To date, Arnoldo Mondadori Editore S.p.A. holds a total of no. 1,346,703 treasury shares, equal to 0.515% of the share capital.

Here below is the information provided, also with regard to the provisions of art. 132 of Legislative Decree 58/1998 and to the provisions of art. 144-bis of Issuer Regulation no. 11971/1999, on the authorization issued by the Shareholders’ Meeting.

Motivations
The motivations underlying the authorization granted to purchase and sell treasury shares refer to the opportunity to attribute to the Board of Directors the power to:

  • to use the treasury shares purchased as compensation for the acquisition of interests within the framework of the Company’s investments;
  • to use the treasury shares purchased against the exercise of option rights, including conversion rights, deriving from financial instruments issued by the Company, its subsidiaries or third parties and to use the treasury shares for lending, exchange or transfer transactions or to support extraordinary transactions on the Company’s capital or financing transactions that imply the transfer or sale of treasury shares;
  • to undertake any investments, directly or through intermediaries, including for the purpose of containing abnormal movements in share prices, stabilizing share trading and prices, supporting the liquidity of the share on the market, in order to foster the regular conduct of trading beyond normal fluctuations related to market performance, without prejudice in any case to compliance with applicable statutory provisions;
  • to possibly rely on investment or divestment opportunities, if considered strategic by the Company, also in relation to available liquidity;
  • to sell treasury shares as part of share-based incentive plans pursuant to art. 114-bis of Legislative Decree 58/1998, and of plans for the free allocation of shares to Shareholders.

Duration
The authorization to purchase treasury shares is set to last until the approval of the financial statements for the year ending 31 December 2019, while the authorization to sell is granted to last for an unlimited period.

Maximum number of purchasable treasury shares
The authorization refers to the purchase, including in more than one tranche, of a maximum number of ordinary shares with a nominal value of € 0.26 each, also taking into account the shares held directly or indirectly in the portfolio from time to time, up to a cap of 10% of the Company’s share capital.

(Object location annotation data)
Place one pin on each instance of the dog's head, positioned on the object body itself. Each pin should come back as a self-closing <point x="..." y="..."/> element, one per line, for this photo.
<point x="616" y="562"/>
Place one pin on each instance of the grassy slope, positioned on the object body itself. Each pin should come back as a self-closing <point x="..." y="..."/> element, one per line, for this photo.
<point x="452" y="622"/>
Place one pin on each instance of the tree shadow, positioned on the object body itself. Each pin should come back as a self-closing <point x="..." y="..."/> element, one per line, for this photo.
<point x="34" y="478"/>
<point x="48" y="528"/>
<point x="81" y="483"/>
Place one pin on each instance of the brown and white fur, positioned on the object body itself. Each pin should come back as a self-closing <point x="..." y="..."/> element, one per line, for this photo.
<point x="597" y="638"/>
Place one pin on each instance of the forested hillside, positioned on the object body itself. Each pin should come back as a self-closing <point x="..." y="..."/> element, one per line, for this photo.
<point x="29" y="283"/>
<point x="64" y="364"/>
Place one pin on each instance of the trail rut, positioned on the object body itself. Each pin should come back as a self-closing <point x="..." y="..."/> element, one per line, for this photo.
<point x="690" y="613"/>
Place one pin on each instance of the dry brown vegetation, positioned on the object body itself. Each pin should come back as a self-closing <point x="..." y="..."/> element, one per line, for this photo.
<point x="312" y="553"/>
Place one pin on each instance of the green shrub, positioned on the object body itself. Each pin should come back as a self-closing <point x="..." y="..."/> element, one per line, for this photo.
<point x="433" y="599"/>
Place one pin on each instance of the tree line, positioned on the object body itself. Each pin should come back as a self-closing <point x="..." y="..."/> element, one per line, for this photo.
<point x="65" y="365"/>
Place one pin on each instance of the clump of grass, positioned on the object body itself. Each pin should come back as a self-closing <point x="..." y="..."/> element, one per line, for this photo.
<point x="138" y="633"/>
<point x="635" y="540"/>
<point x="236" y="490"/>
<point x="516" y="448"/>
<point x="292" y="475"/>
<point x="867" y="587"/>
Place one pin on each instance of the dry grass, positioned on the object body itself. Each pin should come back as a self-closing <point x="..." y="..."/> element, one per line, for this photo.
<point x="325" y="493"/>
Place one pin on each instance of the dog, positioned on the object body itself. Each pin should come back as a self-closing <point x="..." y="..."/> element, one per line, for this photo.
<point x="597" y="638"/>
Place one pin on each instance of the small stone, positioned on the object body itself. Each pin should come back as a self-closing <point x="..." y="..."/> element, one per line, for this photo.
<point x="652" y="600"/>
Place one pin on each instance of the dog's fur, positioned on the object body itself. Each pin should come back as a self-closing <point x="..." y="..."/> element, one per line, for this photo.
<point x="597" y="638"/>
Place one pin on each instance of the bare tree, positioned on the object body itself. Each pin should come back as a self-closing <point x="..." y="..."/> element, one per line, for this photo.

▸ Directions
[1] According to the treasury share passage, until when does the authorization to purchase treasury shares last?
[2] Check each statement against the treasury share passage and answer yes or no, quoting the words that decide it: (a) The authorization to sell treasury shares has no time limit. (b) The treasury shares held equal 5.15% of the share capital. (c) Each ordinary share has a nominal value of € 0.26.
[3] Write out everything in the treasury share passage from "To date, Arnoldo" down to "the Shareholders’ Meeting.".

▸ Expected responses
[1] Until the approval of the financial statements for the year ending 31 December 2019.

[2]
(a) Yes: "the authorization to sell is granted to last for an unlimited period"
(b) No: "equal to 0.515% of the share capital"
(c) Yes: "a nominal value of € 0.26 each"

[3]
To date, Arnoldo Mondadori Editore S.p.A. holds a total of no. 1,346,703 treasury shares, equal to 0.515% of the share capital.

Here below is the information provided, also with regard to the provisions of art. 132 of Legislative Decree 58/1998 and to the provisions of art. 144-bis of Issuer Regulation no. 11971/1999, on the authorization issued by the Shareholders’ Meeting.